**AIM OF THE EXERCISE**.
Pick out each of the lines below that contains the string "tree" and copy it in full, treating uppercase and lowercase as different.

**DATA TO USE**.
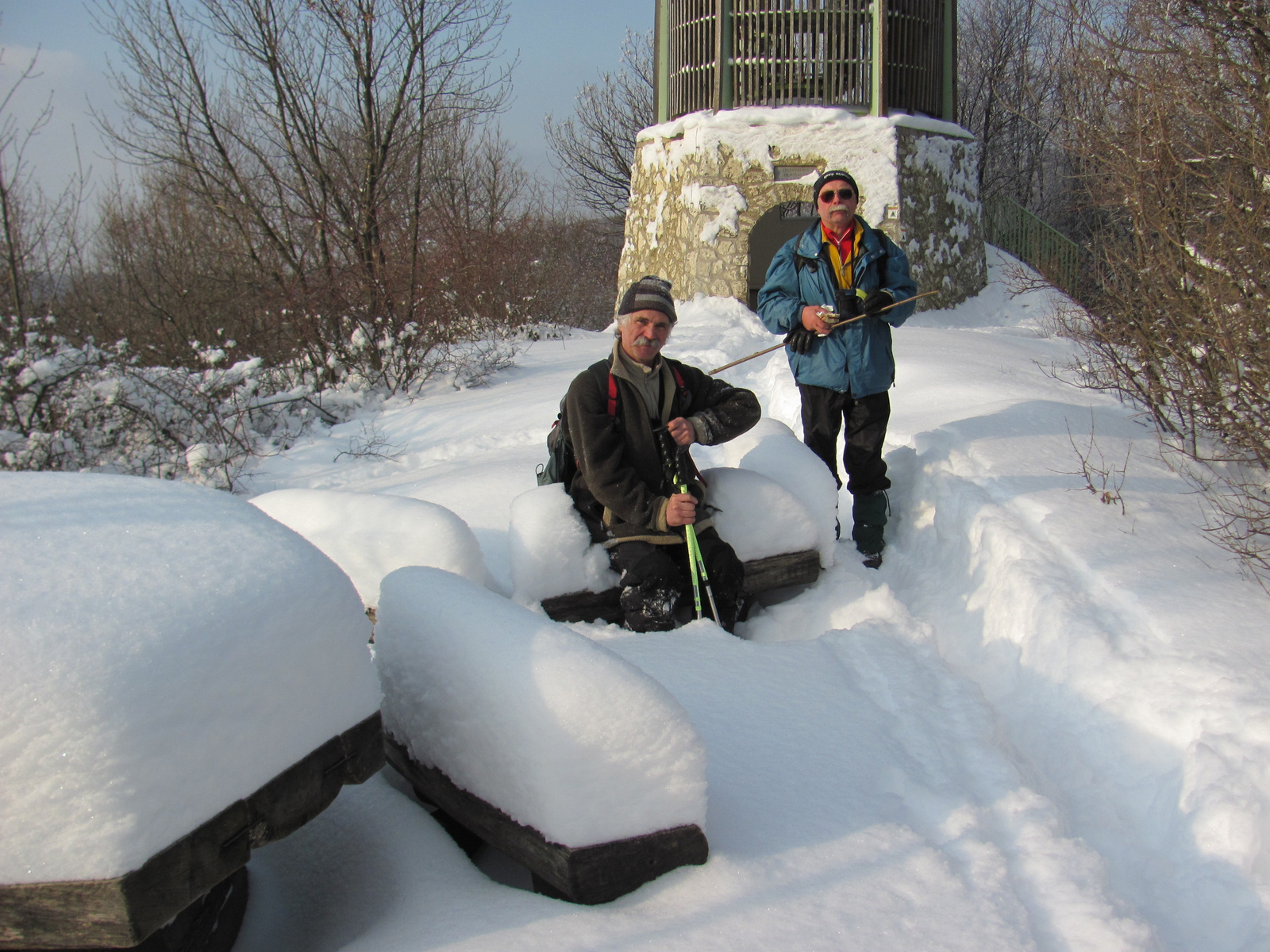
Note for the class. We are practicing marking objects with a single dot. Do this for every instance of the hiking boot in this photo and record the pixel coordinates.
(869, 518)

* * *

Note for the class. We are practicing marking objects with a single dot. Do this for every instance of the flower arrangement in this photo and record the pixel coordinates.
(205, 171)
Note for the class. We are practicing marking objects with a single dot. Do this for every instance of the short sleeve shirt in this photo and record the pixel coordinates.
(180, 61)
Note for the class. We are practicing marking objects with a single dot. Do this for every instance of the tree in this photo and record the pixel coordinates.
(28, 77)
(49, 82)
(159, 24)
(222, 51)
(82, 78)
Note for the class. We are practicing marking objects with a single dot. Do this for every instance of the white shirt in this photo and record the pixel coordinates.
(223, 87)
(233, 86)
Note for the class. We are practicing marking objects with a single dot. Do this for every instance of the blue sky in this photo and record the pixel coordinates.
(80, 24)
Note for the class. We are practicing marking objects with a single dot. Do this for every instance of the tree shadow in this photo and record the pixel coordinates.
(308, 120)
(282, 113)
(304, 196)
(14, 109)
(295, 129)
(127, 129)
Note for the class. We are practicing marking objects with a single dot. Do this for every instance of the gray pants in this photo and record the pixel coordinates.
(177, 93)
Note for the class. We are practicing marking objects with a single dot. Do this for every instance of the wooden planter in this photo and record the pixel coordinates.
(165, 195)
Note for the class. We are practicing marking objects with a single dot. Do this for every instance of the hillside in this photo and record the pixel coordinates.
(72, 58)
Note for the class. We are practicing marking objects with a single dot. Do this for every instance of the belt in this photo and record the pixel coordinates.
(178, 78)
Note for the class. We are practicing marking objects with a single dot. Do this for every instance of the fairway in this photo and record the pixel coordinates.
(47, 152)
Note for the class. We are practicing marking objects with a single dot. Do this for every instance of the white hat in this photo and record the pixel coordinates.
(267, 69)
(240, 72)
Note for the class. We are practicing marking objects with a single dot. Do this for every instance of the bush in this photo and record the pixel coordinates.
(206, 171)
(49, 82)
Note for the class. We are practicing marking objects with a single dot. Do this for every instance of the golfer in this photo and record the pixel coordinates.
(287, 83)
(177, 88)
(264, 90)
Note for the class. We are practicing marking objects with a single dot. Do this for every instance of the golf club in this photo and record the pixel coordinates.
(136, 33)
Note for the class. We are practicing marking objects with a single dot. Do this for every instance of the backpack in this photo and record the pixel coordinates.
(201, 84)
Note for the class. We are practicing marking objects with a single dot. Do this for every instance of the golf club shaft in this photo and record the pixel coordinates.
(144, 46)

**SOLUTION**.
Note for the class. We are practicing marking objects with a single dot. Do this for every instance of the tree in this photo and record the pixel coordinates.
Note for the class. We are practicing marking objects with a single dot. Do this for every instance of the tree shadow in this photo and record the pixel coordinates.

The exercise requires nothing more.